**Task directions**
Apart from the images, reproduce all of the data word for word.

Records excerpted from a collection
★ ★ ★
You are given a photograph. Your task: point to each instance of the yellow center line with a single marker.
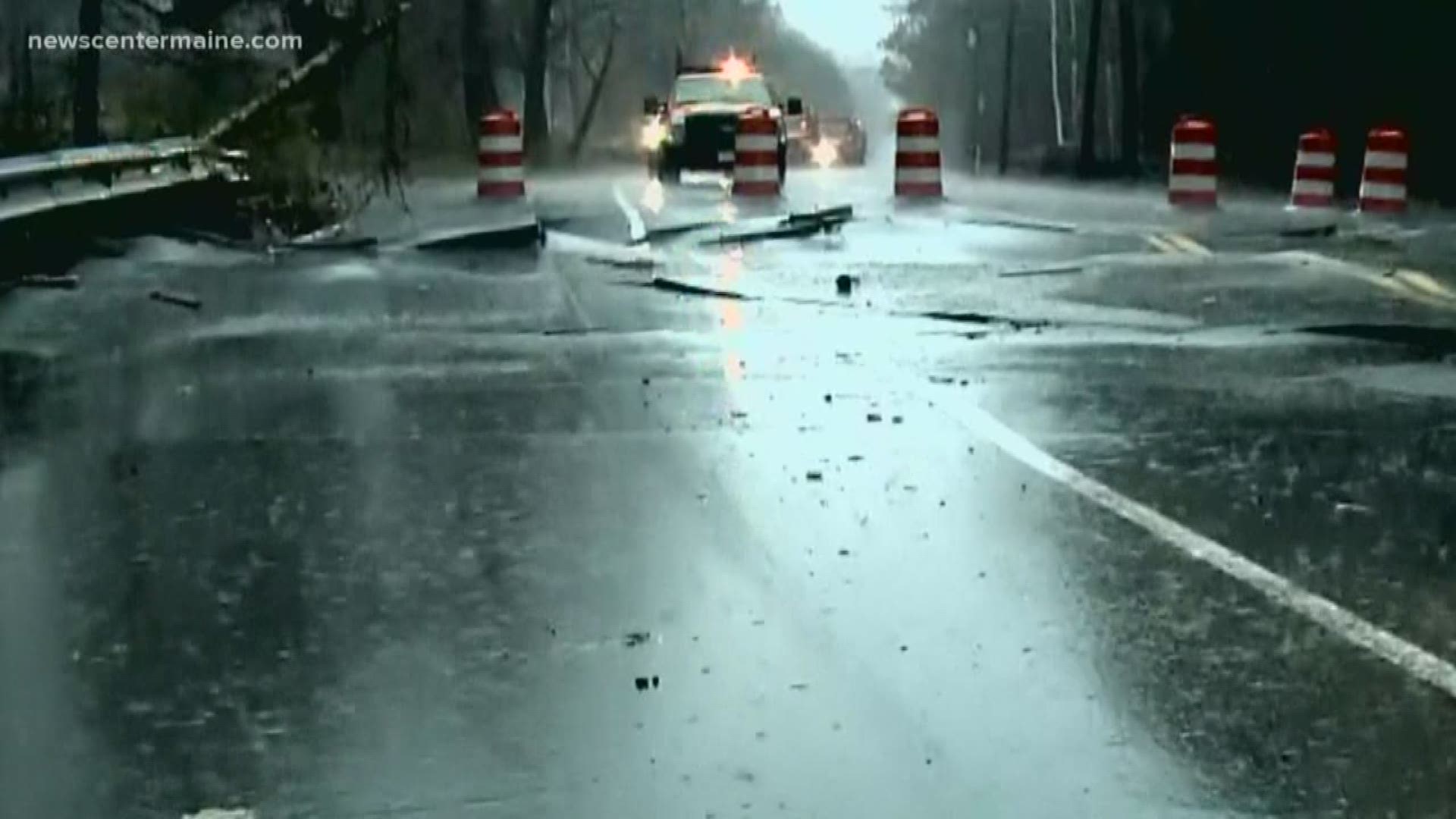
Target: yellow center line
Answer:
(1424, 283)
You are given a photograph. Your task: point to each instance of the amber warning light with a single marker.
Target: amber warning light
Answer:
(734, 69)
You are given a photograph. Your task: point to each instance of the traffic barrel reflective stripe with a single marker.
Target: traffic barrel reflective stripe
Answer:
(756, 155)
(918, 153)
(1193, 174)
(1315, 171)
(1382, 186)
(501, 156)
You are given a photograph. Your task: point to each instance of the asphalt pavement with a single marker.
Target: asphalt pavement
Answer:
(1034, 502)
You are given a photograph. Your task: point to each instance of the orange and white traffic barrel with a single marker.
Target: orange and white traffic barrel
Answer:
(1193, 175)
(918, 153)
(501, 156)
(756, 155)
(1382, 186)
(1315, 171)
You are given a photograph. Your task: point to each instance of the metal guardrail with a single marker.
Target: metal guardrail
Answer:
(36, 184)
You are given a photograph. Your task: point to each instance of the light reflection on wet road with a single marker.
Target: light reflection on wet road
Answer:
(498, 535)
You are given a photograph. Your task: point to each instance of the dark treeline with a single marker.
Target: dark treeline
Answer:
(1264, 71)
(576, 71)
(391, 95)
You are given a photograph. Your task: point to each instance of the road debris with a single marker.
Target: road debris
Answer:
(686, 289)
(1049, 270)
(519, 237)
(177, 299)
(639, 262)
(50, 281)
(794, 226)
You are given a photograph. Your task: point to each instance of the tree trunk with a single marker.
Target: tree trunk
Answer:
(1008, 72)
(595, 96)
(1087, 156)
(86, 102)
(476, 64)
(1056, 74)
(1131, 85)
(536, 124)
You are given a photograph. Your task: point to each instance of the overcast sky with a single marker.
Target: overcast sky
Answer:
(852, 30)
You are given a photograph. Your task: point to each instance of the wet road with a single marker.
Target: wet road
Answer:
(522, 534)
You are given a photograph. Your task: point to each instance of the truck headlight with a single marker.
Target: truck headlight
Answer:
(653, 134)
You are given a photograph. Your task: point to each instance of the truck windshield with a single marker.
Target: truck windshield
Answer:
(712, 88)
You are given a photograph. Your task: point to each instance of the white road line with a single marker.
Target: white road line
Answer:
(1161, 243)
(1341, 623)
(635, 226)
(1188, 245)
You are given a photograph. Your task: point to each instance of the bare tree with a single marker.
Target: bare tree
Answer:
(599, 80)
(86, 98)
(1056, 72)
(476, 61)
(538, 44)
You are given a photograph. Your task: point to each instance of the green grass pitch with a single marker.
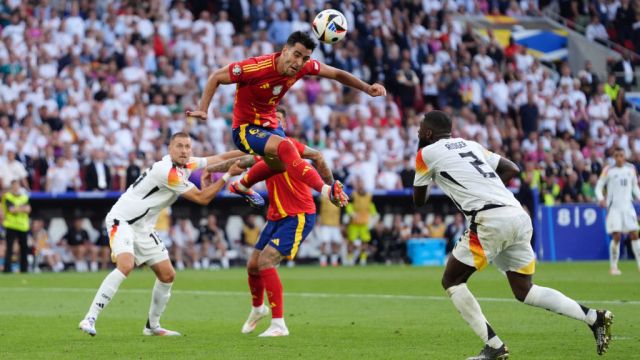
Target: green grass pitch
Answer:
(377, 312)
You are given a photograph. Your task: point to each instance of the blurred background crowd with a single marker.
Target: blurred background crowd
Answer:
(90, 92)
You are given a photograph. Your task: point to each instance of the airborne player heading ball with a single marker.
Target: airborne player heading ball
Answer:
(261, 83)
★ ★ ★
**Final answer**
You are given a photograph. Your task: point to each instance of the yellow center line with a single marker.
Target: yellow center line
Answer:
(1424, 283)
You are given a photograph. Your task: point to each instance of the amber warning light with a single marker.
Target: amber warning light
Answer:
(734, 69)
You are given a photograph. Your task: point to each instance of the traffic barrel reflective stripe with a single marker.
Target: traffic barrel reflective stripe
Answer:
(756, 155)
(918, 153)
(1193, 174)
(1315, 171)
(1382, 186)
(501, 156)
You are given a photograph. Your task: point to each instance of the asphalt pavement with a single marker.
Target: asphalt pavement
Answer:
(1034, 502)
You are given a photograph. Your task: point to each instance of the orange and white traffic barrel with a single marker.
Target: orange and white traffic barrel
Answer:
(1193, 175)
(918, 153)
(501, 156)
(756, 155)
(1382, 186)
(1315, 171)
You are given a photograph. Your task: point to each instance of the metal guardrail with a single marker.
Target: metal guardrail
Answer:
(36, 184)
You are given a photograph. Your task: point to each instance of the light reflection on wet road with a single marker.
Target: light reflection on wet road
Answer:
(498, 535)
You are given a photograph. Your task: point to each instance of the dark treeline with a single marker.
Target: dark treeline
Answer:
(1264, 71)
(576, 71)
(391, 95)
You are given a photograph. Your task: point to each instance of the road debris with a single marker.
Target: road debris
Answer:
(686, 289)
(1049, 270)
(519, 237)
(177, 299)
(639, 262)
(50, 281)
(794, 226)
You are given a photograph. Your task: point to each instance of the tree trunk with a single marker.
Target: tree trunk
Answer:
(1008, 72)
(595, 96)
(1087, 156)
(86, 102)
(476, 64)
(1056, 74)
(1131, 85)
(536, 124)
You are given a photograph. Your task: point to each instance of the overcast sky with a single marker.
Target: overcast sky
Answer:
(852, 30)
You are given a photograph. Your task: point to each instance of the wet road with a single marker.
Target: wet road
Answer:
(522, 534)
You are given a photograph. Your task: point to each instance of the truck headlight with a single marker.
Target: truck headlight
Answer:
(653, 134)
You are given a photograph. Your task: point to each instance of the truck windshield with a single marker.
Target: truck windshield
Answer:
(712, 88)
You are given a photograph. Your task: point to each instance of the white road line with a single marker.
Target: white road line
Answer:
(1161, 243)
(1341, 623)
(635, 226)
(1188, 245)
You are given a photograph. Your task: point to each instance of the bare tree with a single marker.
Target: bare tree
Answer:
(599, 80)
(86, 98)
(1056, 72)
(476, 61)
(538, 44)
You are given a photograph. Your task: point to each instance of the green grass pitch with a single marker.
Target: green grass pitch
Answer:
(377, 312)
You are given a photograph. Your task: point to each instance of the blurred background crowd with a single marker.
Target: blurred background crowd
Answer:
(90, 92)
You are given a photograph. Your task: point to each instance of the airborne player heading ball with a single marker.
Target: airborne player heading ball
Answer:
(261, 83)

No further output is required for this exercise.